> AVAILABLE DATA

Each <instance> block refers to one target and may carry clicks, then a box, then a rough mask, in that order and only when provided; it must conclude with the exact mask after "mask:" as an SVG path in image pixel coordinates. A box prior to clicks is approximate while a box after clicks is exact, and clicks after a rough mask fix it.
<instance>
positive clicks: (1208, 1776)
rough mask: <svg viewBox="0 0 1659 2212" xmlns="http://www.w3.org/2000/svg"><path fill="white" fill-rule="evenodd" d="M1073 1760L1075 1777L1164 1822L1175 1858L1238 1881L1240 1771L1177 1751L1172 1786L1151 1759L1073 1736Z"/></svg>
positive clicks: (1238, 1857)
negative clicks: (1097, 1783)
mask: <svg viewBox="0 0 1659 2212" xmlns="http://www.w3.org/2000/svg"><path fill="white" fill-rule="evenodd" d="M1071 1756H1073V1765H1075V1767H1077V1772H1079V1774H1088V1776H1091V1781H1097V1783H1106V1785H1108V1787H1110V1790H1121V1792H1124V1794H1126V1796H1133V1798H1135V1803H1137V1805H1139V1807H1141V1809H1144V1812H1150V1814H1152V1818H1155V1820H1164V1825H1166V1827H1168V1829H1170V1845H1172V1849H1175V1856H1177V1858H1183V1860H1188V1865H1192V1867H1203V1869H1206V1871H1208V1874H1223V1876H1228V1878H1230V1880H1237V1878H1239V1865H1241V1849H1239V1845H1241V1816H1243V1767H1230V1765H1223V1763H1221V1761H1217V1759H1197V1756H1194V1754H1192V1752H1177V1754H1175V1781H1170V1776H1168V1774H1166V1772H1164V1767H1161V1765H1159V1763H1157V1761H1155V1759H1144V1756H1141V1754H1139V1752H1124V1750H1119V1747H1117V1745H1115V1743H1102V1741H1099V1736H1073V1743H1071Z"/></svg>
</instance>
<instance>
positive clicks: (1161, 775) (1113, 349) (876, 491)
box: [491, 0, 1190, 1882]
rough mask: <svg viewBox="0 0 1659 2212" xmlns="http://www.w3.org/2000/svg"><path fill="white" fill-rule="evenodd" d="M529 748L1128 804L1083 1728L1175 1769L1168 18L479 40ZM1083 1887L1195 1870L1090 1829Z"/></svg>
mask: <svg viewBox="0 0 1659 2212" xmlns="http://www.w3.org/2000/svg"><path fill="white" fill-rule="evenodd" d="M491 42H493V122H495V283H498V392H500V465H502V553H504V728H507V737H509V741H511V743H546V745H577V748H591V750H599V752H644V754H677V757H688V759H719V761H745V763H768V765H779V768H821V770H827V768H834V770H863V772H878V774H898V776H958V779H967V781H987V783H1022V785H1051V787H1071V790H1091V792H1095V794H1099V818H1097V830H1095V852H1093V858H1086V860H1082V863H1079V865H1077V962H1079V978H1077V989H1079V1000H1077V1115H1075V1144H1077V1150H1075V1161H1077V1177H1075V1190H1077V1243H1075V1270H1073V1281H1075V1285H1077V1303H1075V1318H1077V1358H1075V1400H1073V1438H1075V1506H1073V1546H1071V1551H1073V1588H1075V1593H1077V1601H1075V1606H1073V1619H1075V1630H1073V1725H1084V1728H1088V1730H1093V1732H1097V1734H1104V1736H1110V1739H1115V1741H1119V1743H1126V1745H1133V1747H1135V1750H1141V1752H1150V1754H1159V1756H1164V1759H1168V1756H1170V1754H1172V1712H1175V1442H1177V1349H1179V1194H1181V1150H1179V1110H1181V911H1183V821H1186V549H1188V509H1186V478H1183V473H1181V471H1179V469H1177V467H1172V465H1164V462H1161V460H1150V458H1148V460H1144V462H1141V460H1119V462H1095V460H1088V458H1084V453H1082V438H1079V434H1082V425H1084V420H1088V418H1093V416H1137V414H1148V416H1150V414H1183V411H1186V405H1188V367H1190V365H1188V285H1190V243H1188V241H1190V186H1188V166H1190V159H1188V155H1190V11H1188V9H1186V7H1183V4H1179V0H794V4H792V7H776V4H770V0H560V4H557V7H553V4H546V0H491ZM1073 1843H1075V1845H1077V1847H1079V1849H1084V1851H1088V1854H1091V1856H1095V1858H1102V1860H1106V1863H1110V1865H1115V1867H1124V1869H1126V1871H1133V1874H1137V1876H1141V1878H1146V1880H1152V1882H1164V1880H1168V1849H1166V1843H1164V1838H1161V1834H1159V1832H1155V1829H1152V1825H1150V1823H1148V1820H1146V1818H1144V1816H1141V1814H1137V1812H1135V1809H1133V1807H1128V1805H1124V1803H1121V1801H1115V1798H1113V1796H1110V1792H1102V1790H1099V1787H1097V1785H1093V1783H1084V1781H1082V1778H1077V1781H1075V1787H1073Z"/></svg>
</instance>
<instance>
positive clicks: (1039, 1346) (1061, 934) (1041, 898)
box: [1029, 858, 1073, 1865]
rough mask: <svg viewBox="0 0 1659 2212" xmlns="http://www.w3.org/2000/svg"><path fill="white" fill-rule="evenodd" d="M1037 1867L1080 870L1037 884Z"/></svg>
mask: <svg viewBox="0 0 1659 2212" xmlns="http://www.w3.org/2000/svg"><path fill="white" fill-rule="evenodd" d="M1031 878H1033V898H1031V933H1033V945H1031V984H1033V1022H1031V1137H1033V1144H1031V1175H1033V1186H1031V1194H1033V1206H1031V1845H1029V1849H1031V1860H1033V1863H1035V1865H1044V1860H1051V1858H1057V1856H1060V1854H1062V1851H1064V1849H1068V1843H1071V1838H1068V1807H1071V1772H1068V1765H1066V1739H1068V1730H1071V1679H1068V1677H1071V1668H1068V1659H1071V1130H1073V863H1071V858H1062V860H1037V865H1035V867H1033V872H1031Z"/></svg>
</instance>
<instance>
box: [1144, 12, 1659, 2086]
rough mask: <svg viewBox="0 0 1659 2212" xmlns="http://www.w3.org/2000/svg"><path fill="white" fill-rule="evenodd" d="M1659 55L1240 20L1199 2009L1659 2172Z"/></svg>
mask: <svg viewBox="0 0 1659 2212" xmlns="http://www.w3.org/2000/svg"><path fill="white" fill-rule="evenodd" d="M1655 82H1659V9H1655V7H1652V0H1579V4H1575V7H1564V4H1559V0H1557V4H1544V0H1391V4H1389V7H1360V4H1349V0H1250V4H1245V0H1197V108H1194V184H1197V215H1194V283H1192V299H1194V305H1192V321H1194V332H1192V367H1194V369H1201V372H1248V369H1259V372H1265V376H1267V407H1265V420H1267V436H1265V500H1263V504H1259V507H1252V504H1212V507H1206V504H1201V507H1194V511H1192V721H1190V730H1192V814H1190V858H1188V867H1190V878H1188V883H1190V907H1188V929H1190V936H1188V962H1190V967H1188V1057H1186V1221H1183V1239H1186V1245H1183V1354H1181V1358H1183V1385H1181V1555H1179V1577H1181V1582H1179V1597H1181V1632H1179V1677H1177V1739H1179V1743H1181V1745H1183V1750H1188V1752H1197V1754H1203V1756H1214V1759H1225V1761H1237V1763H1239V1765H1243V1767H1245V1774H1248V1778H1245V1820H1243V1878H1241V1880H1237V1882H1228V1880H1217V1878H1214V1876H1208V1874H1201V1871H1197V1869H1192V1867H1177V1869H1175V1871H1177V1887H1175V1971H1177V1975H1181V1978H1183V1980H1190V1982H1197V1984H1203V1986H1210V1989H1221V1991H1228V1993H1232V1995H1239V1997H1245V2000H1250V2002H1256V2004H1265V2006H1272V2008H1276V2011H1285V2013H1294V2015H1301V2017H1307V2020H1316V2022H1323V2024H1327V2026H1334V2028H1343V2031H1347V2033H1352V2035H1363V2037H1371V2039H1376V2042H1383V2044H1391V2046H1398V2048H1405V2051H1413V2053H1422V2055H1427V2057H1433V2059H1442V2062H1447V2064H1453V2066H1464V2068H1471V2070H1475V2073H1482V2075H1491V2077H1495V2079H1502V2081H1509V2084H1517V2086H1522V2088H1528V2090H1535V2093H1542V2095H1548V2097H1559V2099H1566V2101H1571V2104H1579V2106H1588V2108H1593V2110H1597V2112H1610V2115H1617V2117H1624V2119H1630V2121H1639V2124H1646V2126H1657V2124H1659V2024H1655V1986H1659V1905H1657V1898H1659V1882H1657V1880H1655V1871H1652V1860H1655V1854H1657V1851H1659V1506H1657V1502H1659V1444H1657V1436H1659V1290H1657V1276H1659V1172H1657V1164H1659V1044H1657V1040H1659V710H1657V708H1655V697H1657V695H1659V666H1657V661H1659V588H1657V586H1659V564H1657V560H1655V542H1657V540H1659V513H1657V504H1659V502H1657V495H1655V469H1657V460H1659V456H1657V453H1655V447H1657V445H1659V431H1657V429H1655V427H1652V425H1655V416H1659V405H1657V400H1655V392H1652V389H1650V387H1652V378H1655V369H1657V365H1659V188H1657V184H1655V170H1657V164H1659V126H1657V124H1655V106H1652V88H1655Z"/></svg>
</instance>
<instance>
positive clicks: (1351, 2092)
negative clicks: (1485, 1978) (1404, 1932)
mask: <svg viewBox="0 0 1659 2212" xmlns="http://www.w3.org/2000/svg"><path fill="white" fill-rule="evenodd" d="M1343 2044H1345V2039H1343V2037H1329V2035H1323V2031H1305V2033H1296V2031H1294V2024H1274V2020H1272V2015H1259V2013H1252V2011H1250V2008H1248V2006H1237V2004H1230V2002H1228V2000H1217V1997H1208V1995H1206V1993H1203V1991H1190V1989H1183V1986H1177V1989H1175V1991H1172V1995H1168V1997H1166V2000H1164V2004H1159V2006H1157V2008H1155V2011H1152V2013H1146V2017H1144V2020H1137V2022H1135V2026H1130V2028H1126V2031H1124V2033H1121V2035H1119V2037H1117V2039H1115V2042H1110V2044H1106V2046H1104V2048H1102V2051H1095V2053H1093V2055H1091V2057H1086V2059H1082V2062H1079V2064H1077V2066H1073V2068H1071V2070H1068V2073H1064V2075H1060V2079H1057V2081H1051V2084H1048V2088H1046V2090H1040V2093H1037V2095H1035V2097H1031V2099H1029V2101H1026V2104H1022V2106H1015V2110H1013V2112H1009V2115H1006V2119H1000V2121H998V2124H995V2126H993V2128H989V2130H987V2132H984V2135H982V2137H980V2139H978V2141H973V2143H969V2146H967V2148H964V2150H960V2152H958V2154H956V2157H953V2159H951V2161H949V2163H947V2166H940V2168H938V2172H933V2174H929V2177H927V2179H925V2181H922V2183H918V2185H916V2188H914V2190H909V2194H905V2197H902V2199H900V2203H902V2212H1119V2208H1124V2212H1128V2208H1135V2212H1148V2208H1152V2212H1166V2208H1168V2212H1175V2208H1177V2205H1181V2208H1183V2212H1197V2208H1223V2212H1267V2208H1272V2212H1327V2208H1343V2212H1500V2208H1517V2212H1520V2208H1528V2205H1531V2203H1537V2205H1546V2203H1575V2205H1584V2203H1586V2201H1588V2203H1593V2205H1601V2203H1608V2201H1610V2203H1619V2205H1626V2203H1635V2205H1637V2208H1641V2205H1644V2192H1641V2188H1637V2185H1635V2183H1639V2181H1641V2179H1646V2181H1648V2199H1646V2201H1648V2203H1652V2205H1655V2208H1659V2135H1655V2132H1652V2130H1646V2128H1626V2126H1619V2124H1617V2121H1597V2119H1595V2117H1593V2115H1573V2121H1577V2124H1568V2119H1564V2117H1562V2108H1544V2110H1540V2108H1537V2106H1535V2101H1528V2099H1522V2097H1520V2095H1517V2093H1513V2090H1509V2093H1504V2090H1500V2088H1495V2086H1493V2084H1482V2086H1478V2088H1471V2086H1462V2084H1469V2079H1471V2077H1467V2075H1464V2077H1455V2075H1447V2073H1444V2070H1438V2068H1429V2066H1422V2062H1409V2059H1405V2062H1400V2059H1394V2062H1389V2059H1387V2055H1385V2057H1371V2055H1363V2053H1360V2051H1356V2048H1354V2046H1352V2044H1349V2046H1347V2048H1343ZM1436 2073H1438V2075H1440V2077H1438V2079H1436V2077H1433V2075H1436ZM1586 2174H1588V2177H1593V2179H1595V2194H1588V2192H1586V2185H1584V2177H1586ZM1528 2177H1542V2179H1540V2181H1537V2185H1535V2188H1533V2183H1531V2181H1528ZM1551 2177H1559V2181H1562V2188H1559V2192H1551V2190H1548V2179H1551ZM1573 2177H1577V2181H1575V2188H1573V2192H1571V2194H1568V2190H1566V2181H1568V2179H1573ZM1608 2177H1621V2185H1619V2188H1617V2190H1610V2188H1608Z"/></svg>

> TASK PROMPT
Convert the lines from the one containing "negative clicks: (1097, 1783)" through the one containing "box: [491, 0, 1190, 1882]", both included, into a numbered list, leaving out any blank lines.

> OUTPUT OF THE EXERCISE
1. negative clicks: (1097, 1783)
2. mask: <svg viewBox="0 0 1659 2212" xmlns="http://www.w3.org/2000/svg"><path fill="white" fill-rule="evenodd" d="M1071 1756H1073V1765H1075V1767H1077V1772H1079V1774H1088V1776H1091V1781H1097V1783H1106V1785H1108V1787H1110V1790H1121V1792H1124V1794H1126V1796H1133V1798H1135V1803H1137V1805H1139V1807H1141V1809H1144V1812H1150V1814H1152V1818H1155V1820H1164V1825H1166V1827H1168V1829H1170V1845H1172V1849H1175V1856H1177V1858H1183V1860H1188V1865H1192V1867H1203V1869H1206V1871H1208V1874H1223V1876H1228V1878H1230V1880H1237V1878H1239V1865H1241V1849H1239V1845H1241V1816H1243V1767H1230V1765H1223V1763H1221V1761H1217V1759H1197V1756H1194V1754H1192V1752H1177V1754H1175V1781H1170V1776H1168V1774H1166V1772H1164V1767H1161V1765H1159V1763H1157V1761H1155V1759H1144V1756H1141V1754H1139V1752H1124V1750H1119V1747H1117V1745H1115V1743H1102V1741H1099V1736H1073V1743H1071Z"/></svg>
3. </instance>
4. <instance>
5. positive clicks: (1161, 775) (1113, 349) (876, 491)
6. box: [491, 0, 1190, 1882]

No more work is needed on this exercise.